> What you have to do: Transcribe the part of the passage on mystical experience starting with "Inside mystical experience" and going on through "to accompany me.".

> Document excerpt:
>> begin

Inside mystical experience

19
I did not merely observe and describe these experiences from outside, as an intellectual scientific researcher might do, but I penetrated into them and revealed what was found there to others who lacked the capacity to accompany me.

20
The concept of the Overself's presence among us originated with the ancients but is validated by modern experience. This experience of the Overself provides the best evidence of its existence and reality: no other is needed. It would be a failure in duty not to acknowledge that I have felt and known this existence hundreds of times. It is no longer a matter of mere faith to me, but of absolute knowledge. This is not to be put by anyone to my good credit for what I am and have done in this life, but to my good karma.

21
Unforgettable as the finding of secret wealth was the day when this Overself chose to make itself known to me. For I had reached a crisis in my life and could go no farther if this troubling of the air with harsh thoughts was not put right in the only way that it could be put right. Many are the adventures and manifold incidents that have befallen me since that time, both of woe and weal. But now they do not matter, nor do I deem them worth the trouble of recording. For the mists that lay about me began to die away, and I came to know that man does not walk alone. The Overself is ever with him. As the years unfolded the dark curtains of the future, a strange quiescence stole upon the heart when it placed its life upon the altar of obedience, and when it grew to accept each day as freely as the wandering nomad accepts the pitiless desert in which he was born. It then cast the shroud of care that enveloped it and turned from the tomb of unsatisfied desire. So I came to wrap myself round with the silken mantle of secret hidden Beauty and sought to let no bitter brooding, no storm of passion touch it.

>> end

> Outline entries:
>> begin

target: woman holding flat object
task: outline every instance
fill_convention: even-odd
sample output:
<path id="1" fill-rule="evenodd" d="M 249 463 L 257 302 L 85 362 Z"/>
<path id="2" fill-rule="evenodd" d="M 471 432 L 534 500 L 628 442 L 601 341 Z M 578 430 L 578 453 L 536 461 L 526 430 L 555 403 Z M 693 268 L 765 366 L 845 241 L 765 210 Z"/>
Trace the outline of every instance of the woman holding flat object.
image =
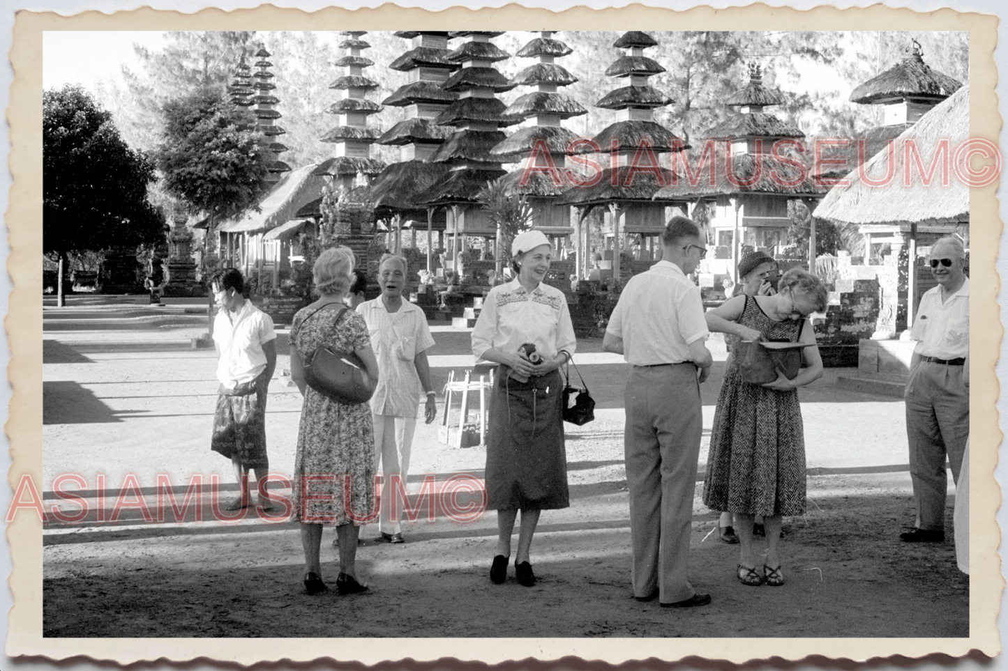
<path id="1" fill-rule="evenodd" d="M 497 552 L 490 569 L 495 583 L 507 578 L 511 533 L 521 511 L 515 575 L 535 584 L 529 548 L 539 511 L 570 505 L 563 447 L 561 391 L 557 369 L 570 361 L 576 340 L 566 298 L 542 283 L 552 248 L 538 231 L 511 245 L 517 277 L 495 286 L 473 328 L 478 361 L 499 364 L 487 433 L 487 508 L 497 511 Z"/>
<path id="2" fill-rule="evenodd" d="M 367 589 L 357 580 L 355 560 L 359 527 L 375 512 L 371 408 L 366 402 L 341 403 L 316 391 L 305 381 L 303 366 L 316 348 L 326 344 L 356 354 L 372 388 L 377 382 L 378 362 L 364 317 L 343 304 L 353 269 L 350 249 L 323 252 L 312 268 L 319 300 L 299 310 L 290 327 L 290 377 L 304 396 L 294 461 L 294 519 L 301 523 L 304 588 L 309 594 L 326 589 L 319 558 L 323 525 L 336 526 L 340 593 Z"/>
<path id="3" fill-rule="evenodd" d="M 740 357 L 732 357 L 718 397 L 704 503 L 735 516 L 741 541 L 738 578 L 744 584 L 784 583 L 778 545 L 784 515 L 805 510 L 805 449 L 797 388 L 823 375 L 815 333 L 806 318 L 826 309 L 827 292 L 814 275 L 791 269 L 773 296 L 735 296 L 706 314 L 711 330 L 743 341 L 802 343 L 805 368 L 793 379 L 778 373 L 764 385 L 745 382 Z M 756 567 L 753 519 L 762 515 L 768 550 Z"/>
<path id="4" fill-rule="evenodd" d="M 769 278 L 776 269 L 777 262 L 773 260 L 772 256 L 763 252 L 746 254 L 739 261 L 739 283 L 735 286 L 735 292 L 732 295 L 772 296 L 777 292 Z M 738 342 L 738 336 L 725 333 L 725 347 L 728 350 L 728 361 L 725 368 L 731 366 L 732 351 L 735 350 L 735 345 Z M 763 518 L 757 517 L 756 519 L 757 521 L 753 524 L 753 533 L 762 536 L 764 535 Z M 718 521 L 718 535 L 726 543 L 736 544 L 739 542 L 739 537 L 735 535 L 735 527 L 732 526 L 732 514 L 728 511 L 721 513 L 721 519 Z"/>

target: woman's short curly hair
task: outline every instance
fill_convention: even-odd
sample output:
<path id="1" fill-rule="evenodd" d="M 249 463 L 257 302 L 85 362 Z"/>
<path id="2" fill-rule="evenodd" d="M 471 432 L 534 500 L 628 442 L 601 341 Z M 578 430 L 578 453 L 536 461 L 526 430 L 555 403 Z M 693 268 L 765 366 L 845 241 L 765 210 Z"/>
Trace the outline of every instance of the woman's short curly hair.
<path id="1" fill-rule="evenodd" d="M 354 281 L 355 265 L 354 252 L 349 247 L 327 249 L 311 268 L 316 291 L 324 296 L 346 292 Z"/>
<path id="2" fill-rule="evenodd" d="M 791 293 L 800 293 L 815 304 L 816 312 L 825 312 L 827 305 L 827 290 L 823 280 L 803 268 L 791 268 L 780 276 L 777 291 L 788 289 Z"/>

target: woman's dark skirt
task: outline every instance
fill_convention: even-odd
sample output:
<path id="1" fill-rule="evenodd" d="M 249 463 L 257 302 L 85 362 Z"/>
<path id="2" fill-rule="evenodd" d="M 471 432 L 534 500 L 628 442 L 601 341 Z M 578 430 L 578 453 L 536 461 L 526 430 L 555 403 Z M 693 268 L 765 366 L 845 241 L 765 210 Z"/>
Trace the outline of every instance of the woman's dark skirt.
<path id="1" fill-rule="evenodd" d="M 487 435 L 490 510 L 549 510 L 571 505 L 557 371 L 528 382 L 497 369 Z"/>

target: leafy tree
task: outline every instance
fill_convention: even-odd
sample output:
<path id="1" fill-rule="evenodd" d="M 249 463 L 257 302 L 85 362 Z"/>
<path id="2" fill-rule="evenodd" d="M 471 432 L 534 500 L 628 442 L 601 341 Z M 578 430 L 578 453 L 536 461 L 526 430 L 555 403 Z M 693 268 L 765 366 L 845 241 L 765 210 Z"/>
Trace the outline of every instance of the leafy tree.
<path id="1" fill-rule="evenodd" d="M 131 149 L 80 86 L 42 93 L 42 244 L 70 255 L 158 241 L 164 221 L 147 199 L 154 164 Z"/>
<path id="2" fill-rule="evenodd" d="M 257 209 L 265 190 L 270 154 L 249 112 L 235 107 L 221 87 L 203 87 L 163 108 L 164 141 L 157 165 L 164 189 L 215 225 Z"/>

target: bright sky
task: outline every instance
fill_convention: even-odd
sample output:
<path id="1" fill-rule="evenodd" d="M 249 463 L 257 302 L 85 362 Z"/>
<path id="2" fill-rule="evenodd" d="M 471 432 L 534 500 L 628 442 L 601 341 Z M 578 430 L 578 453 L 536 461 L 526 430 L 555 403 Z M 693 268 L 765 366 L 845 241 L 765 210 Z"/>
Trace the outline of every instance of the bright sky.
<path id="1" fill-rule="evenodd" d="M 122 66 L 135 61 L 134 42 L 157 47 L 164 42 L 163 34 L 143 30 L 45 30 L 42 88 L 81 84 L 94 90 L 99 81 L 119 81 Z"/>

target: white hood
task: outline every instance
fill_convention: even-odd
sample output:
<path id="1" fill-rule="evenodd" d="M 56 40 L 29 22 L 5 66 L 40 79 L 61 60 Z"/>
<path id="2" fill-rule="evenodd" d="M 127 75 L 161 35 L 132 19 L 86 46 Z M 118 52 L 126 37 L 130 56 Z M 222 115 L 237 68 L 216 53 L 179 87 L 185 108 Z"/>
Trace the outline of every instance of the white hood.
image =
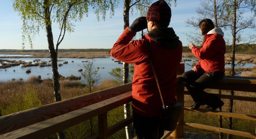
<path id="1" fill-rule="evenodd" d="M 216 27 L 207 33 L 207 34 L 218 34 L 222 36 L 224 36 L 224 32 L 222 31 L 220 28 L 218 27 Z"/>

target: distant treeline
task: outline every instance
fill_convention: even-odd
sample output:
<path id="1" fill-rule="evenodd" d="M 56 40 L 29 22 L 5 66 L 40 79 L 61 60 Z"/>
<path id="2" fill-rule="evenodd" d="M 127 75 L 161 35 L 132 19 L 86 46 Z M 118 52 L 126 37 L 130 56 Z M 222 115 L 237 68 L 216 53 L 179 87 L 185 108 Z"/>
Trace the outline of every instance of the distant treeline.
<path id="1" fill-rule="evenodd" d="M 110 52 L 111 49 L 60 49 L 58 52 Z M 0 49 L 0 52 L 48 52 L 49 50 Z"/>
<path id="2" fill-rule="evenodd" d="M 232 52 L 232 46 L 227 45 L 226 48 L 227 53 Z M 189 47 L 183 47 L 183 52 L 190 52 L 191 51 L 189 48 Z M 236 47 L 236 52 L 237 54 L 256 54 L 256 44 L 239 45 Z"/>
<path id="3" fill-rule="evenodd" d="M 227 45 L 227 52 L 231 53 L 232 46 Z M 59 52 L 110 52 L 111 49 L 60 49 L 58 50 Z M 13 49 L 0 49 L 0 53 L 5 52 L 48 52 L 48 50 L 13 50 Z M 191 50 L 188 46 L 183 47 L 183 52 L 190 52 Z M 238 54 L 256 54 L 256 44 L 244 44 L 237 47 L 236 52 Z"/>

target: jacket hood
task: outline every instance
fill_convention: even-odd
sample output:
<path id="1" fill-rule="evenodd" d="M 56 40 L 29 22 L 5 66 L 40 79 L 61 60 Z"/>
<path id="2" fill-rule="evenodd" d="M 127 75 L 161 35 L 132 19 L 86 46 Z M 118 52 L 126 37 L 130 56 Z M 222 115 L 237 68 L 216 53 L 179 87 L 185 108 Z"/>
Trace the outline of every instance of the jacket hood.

>> end

> Problem solution:
Inside mystical experience

19
I did not merely observe and describe these experiences from outside, as an intellectual scientific researcher might do, but I penetrated into them and revealed what was found there to others who lacked the capacity to accompany me.